● Aim: Find every line in the records that contains the string "dirt" and copy each one out. Case counts.
········
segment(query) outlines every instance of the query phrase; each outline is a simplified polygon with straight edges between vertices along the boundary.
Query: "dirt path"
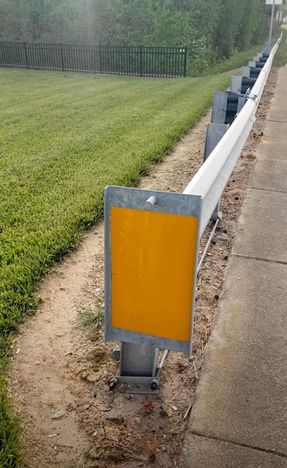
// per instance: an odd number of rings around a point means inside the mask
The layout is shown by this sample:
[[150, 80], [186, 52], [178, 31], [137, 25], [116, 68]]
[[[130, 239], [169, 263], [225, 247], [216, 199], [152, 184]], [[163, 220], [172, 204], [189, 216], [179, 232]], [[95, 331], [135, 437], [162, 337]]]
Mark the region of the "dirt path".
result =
········
● Correct answer:
Query: "dirt path"
Mark the region of the "dirt path".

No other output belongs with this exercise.